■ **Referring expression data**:
________

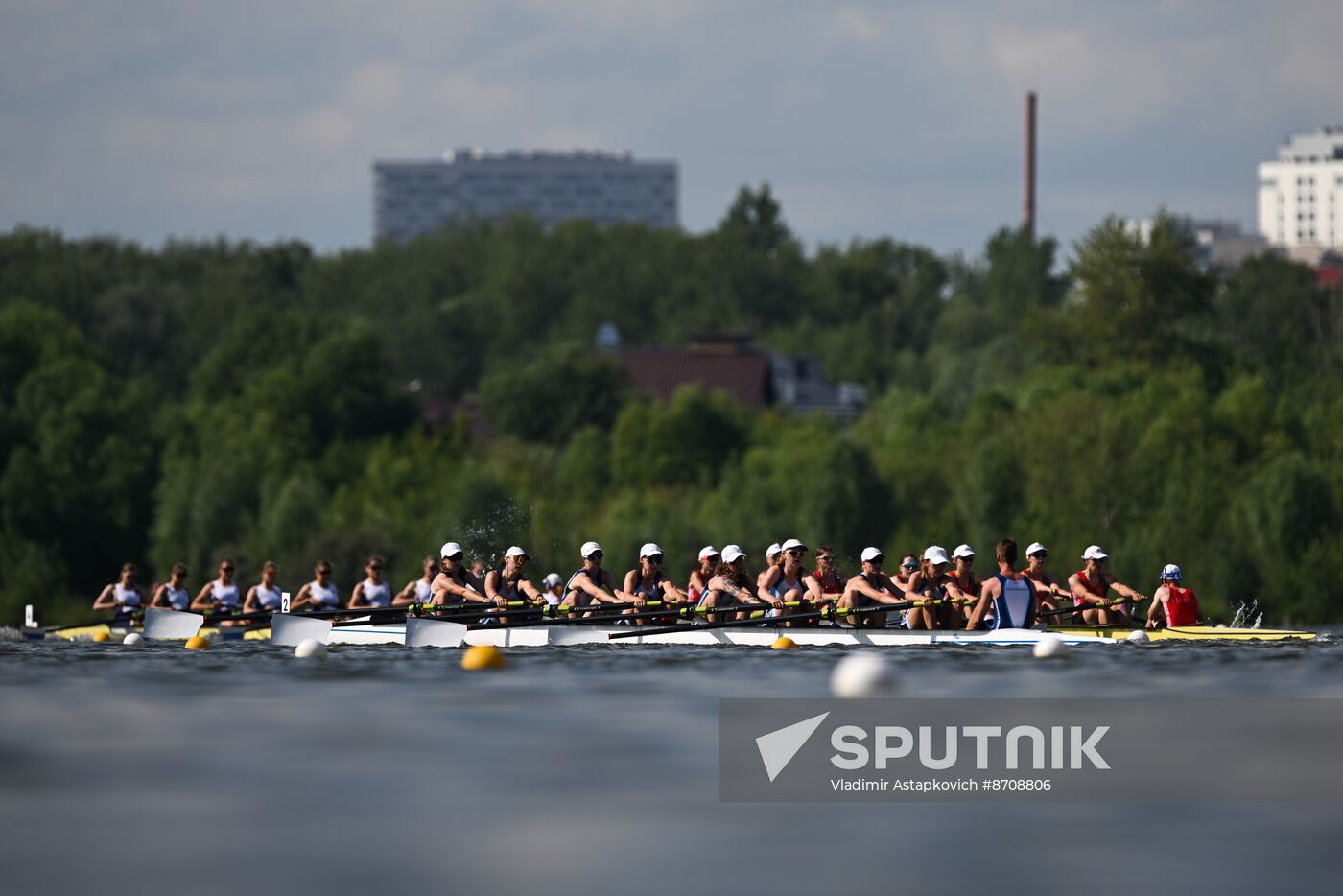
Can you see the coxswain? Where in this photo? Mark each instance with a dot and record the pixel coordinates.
(219, 597)
(265, 594)
(590, 584)
(1090, 587)
(318, 594)
(172, 594)
(1172, 604)
(418, 590)
(123, 598)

________

■ **Activity**: Every entry must be transcribed exactly. Pictures do not belong in the copy.

■ **Your response**:
Can you see the coxswain? Where in this photo? Mark each instance with a dot and record the pixel coordinates.
(219, 597)
(265, 594)
(590, 584)
(1090, 587)
(318, 594)
(172, 594)
(1172, 604)
(418, 590)
(123, 598)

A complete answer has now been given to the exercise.